**Requirement 1**
In the text about the 100-man kumite, how long is each round?

**Text excerpt**
========

The 100-man kumite (Japanese: hyakunin kumite) is an extreme test of physical and mental endurance in Kyokushin karate. Kumite is a form of sparring, one of the three main sections of karate training, and involves simulated combat against an opponent. The 100-man kumite consists of 100 rounds of kumite, each between one-and-a-half and two minutes in length. Normally, the karate practitioner undergoing the test will have to face similarly or higher-ranked opponents, and may face the same opponent more than once in the course of the test (depending on the number of opponents available to participate).  Each opponent faced will be fresh and not fatigued or injured. Each of the rounds are done under test conditions, where either of the fighters are allowed to deliver knock out blows.

========

**Requirement 2**
Rewrite the records from the line containing "Find every instance of the man in" through the line containing "Find every instance of the red skirt", changing "white t-shirt" to "gray t-shirt" and leaving everything else as it is.

**Available records**
========

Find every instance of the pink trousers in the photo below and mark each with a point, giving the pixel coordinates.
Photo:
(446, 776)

========

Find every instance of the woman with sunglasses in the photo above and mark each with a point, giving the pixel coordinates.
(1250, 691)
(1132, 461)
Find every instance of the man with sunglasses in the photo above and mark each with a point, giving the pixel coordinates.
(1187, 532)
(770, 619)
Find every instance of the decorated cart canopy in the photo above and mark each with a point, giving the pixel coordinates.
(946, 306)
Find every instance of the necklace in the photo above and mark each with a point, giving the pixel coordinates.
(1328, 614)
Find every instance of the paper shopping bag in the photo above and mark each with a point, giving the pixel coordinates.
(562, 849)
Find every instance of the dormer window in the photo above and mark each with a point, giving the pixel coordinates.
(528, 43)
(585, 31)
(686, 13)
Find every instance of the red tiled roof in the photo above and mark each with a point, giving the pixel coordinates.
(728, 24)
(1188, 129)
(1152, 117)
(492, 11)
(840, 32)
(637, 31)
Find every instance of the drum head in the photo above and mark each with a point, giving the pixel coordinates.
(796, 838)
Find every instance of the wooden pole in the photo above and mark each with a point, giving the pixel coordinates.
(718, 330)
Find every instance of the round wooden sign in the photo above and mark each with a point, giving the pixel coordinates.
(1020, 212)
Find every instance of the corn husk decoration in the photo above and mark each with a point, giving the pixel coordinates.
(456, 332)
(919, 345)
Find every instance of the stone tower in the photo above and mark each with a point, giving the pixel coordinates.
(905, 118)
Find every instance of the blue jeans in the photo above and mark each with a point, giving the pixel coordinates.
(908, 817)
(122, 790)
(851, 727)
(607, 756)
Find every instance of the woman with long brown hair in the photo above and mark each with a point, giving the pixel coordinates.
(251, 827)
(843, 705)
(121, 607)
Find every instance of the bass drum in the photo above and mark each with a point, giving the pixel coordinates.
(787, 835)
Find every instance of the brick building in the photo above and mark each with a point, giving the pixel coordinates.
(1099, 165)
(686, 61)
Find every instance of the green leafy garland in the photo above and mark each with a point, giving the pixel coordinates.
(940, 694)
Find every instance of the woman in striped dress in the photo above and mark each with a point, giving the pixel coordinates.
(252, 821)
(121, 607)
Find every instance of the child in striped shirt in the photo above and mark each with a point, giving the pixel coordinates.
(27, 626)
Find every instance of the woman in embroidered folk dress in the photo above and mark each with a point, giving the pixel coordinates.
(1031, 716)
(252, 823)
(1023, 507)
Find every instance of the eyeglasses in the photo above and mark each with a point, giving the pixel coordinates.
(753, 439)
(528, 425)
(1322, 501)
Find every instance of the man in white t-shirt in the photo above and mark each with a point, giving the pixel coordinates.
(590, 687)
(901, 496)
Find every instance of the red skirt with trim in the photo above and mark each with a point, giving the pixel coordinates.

========

**Finished answer 1**
Each round lasts between one-and-a-half and two minutes.

**Finished answer 2**
Find every instance of the man in gray t-shirt in the photo above and mark each with a point, giving the pixel coordinates.
(590, 687)
(901, 496)
Find every instance of the red skirt with trim in the photo above and mark each with a point, giving the pixel coordinates.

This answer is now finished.